Collected data entries
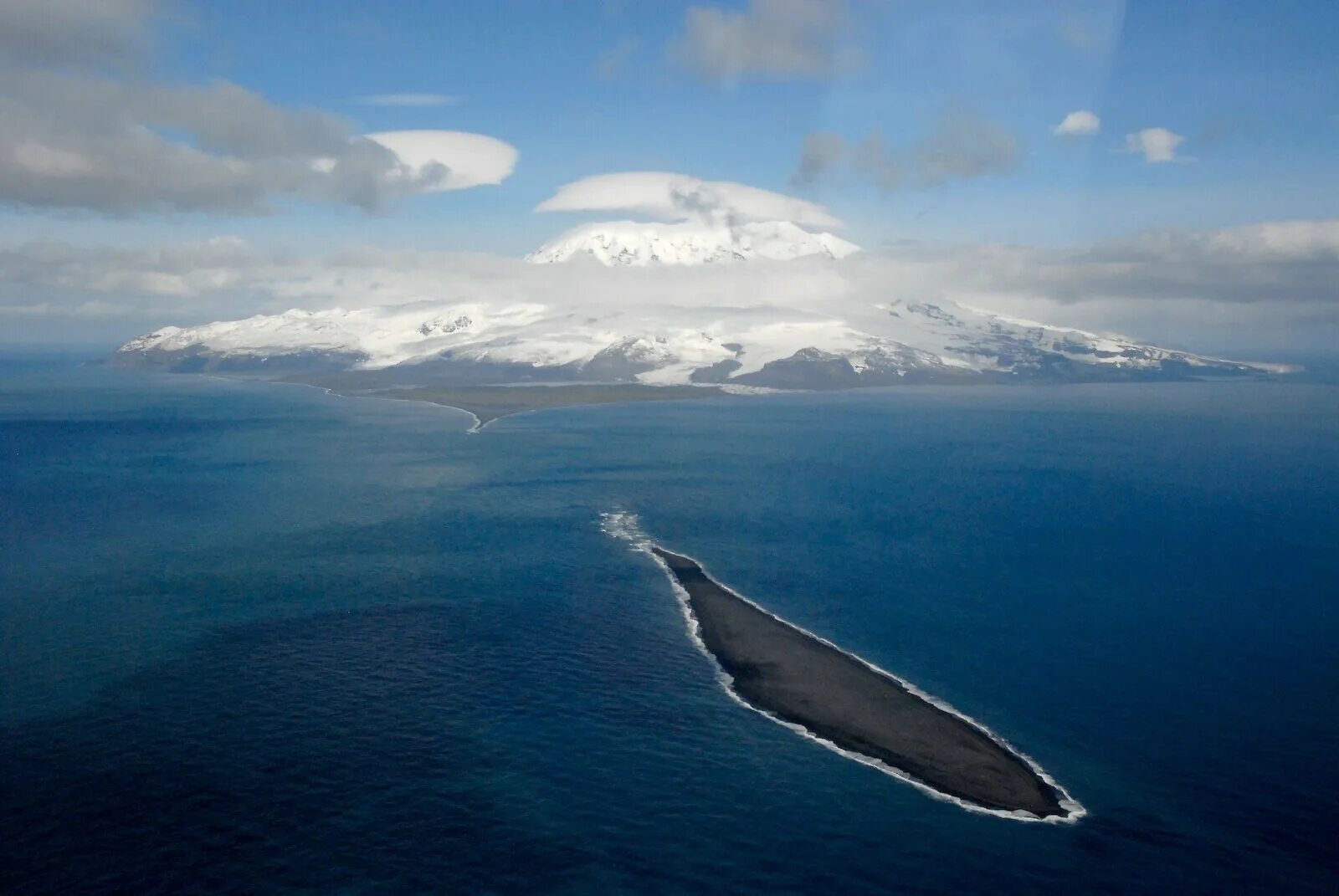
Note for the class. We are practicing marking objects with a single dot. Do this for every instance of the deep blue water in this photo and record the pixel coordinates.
(261, 639)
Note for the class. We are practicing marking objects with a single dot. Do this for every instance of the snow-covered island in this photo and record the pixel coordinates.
(733, 340)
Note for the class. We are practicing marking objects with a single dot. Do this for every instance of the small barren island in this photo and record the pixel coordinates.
(801, 679)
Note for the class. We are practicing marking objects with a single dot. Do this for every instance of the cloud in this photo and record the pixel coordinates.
(80, 33)
(470, 160)
(82, 129)
(616, 58)
(961, 146)
(680, 197)
(1254, 287)
(408, 100)
(1081, 124)
(1157, 145)
(776, 39)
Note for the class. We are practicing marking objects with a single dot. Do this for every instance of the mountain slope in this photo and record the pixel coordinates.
(841, 346)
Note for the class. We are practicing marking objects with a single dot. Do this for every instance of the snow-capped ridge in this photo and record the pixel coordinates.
(844, 343)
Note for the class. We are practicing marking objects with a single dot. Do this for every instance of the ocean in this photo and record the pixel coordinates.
(261, 639)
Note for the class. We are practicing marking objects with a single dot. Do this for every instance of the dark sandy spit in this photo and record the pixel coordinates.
(492, 402)
(803, 681)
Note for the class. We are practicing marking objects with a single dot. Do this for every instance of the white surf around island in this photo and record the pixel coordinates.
(626, 526)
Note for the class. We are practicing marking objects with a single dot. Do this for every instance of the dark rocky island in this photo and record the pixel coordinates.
(803, 681)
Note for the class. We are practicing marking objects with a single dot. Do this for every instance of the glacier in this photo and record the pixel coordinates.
(823, 336)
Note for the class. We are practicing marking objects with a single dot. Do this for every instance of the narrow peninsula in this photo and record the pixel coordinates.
(803, 681)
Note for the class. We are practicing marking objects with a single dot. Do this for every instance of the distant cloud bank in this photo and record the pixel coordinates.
(80, 127)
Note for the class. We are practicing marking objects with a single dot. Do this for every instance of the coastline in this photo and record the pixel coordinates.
(850, 706)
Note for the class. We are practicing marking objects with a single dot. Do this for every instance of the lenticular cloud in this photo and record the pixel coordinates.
(680, 197)
(470, 160)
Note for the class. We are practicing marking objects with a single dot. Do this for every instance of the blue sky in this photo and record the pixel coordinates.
(1249, 86)
(131, 125)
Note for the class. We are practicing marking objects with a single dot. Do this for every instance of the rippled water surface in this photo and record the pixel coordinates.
(261, 639)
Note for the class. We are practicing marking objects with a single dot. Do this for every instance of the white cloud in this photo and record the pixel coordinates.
(769, 39)
(1081, 124)
(470, 160)
(962, 146)
(408, 100)
(82, 126)
(616, 58)
(680, 197)
(1265, 285)
(1157, 145)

# YOUR GOAL:
Replicate the material above verbatim; images stay out of the copy.

# WRITTEN ANSWER:
Note for the class. We are practicing marking objects with a single dot. Do this for every instance of the deep blue water in this photo and record the pixel coordinates.
(261, 639)
Note for the class. We are practicing marking objects with a single dot. Do this for every instance of the snow-covered island in this photo and record the pixel coordinates.
(733, 340)
Note for the class. We are practicing marking objects with a single dot. Do this for every instance of the small barren island in this photo and record the pixel coordinates.
(801, 679)
Note for the class. We are practicing marking objects with a single dot. Do this for every instance of the cloud in this photo and record the pixel coordinates.
(80, 33)
(470, 160)
(82, 129)
(616, 58)
(961, 146)
(680, 197)
(1254, 287)
(408, 100)
(1081, 124)
(1157, 145)
(776, 39)
Note for the class. We are practicing marking objects with a single dot. Do this for every instance of the mountain slope in this photo and record the pixel coordinates.
(841, 346)
Note for the class. We are practicing marking objects with a single dot. Do this for every instance of the snow-capped ridge in this photo and record the pixel coordinates.
(844, 343)
Note for the class. We are practicing marking objects with a single dot. Do this for every instance of the ocean in this photo and record the pixel coordinates.
(261, 639)
Note for the class. We are practicing marking objects with a single dot. Do this for every instance of the dark sandy spit in this photo and record the pixel coordinates.
(492, 402)
(803, 681)
Note for the class. We are practicing marking objects with a single dot. Do this for every instance of the white surf around island in this photo and record the pixel coordinates.
(626, 526)
Note for the class. We are practicing marking objects with a single dot. Do this for every instance of the dark rocky island in this photo and record the pixel coordinates.
(803, 681)
Note for the class. We are practicing marking objects with a single dot. Do this for every instance of the glacier in this photo and record the pixel coordinates.
(823, 336)
Note for the class. We are practicing marking objects with a single dot. Do this for every instance of the narrow peninsula in this photo and record the pixel coordinates.
(803, 681)
Note for the class. We are practicing marking objects with a single dot. Do this for every instance of the distant cloud bank in this photo and record the pixel coordinates.
(80, 127)
Note for the class. We are practicing marking objects with a single dot. Do this for every instance of the coastline in this photo and record the pixel coordinates.
(850, 706)
Note for the class. We are practicing marking objects with a single dot. Do this for every instance of the lenticular cloud in this photo and record the pixel coordinates.
(680, 197)
(470, 160)
Note for the class. We are practicing marking objects with a single dot. Do this for every instance of the blue sky in this photo and record the pixel coordinates.
(1249, 86)
(131, 125)
Note for the class. We are practicing marking objects with a single dot. Do this for every instance of the rippled water surface in this photo and record the pixel coordinates.
(261, 639)
Note for the class. We are practicing marking objects with a single dot. Do this for every instance of the white cloud in this photo and record the pixel coordinates.
(769, 39)
(1081, 124)
(470, 160)
(962, 146)
(408, 100)
(82, 126)
(616, 58)
(680, 197)
(1265, 285)
(1157, 145)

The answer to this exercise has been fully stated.